0624-24 NY Times Crossword 24 Jun 24, Monday

Constructed by: Anthony V. Grubb
Edited by: Joel Fagliano

Today’s Reveal Answer: Bodybuilding

Themed answers comprise two parts. The first is part of a BODY, and the second a synonym of “BUILDING”:

  • 52A Weightlifter’s pursuit … or a hint to both halves of the answers to the starred clues : BODYBUILDING
  • 20A *Base of operations : HEADQUARTERS
  • 31A *Lively get-togethers : SHINDIGS
  • 38A *One of a pair that a skater might wear : KNEEPAD
  • 47A *Figurative setting for a shady deal : BACKROOM

Bill’s time: 5m 11s

Bill’s errors: 0

Today’s Wiki-est Amazonian Googlies

Across

10 Musical staff symbol : CLEF

“Clef” is the French word for “key”. In music, a clef is used to indicate the pitch of the notes written on a stave. The bass clef is also known as the F-clef, the alto clef is the C-clef, and the treble clef is the G-clef.

15 Politico Marco : RUBIO

Marco Rubio became the junior US Senator for Florida in 2011. Famously, Rubio ran for the Republican nomination for president in the 2016 race, losing out to future president Donald Trump.

16 Tomato variety that, despite its name, was actually developed in Maryland : ROMA

The Roma tomato isn’t considered an heirloom variety but it is very popular with home gardeners, especially those gardeners that don’t have a lot of space. It is a bush type (as opposed to vine type) and needs very little room to provide a lot of tomatoes.

17 Lincoln, Jackson or Madison : CITY

The city of Lincoln is the second-largest in Nebraska, and is the state capital. In the days of the Nebraska Territory, the capital was the larger city of Omaha. When the territory was being considered for statehood, most of the population (which lived south of the River Platte) was in favor of annexation to Kansas. The pro-statehood legislature voted to move the capital nearer to that population in a move intended to appease those favoring annexation. As this conflict was taking place just after the Civil War, a special interest group in Omaha arranged for the new capital to be named Lincoln, in honor of the recently-assassinated president. The thought was that the populace south of the River Platte had been sympathetic to the Confederate cause and so would not pass the measure to move the capital if the Lincoln name was used. But the measure passed, the capital was moved, and Nebraska became the thirty-seventh State of the Union in 1867.
§ §
Required work:
• A. Decide whether each statement agrees with the crossword post, answering yes or no and quoting the deciding words exactly: (i) The puzzle was edited by Joel Fagliano. (ii) The Roma tomato is a vine type. (iii) Nebraska became a state in 1867.
• B. Summarize the crossword post in two sentences.
The lines after this point are separate material, independent of the crossword post.

Source material:
§ §
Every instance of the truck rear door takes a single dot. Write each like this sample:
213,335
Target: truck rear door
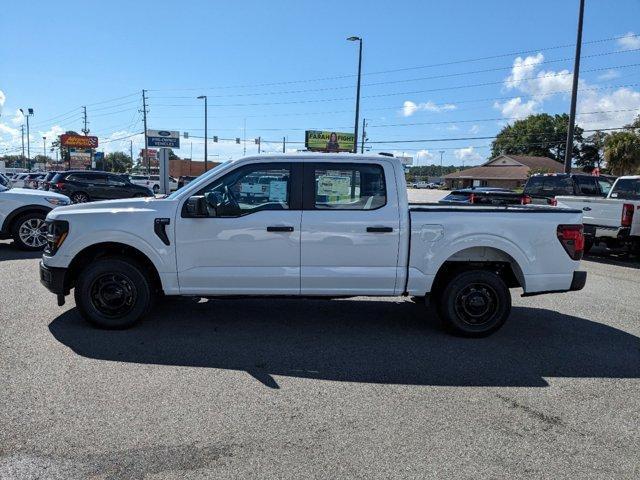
350,229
§ §
Results in order:
• A.
(i) Yes: "Edited by: Joel Fagliano"
(ii) No: "It is a bush type (as opposed to vine type)"
(iii) Yes: "Nebraska became the thirty-seventh State of the Union in 1867"

• B. The Monday, 24 Jun 24 New York Times crossword, constructed by Anthony V. Grubb, has the reveal answer BODYBUILDING, and its themed answers join a part of the body to a synonym of "building." Bill solved it in 5m 11s with 0 errors, and the post explains several clues, including the meaning of "clef," Marco Rubio's Senate career, the Roma tomato, and how Lincoln became Nebraska's capital.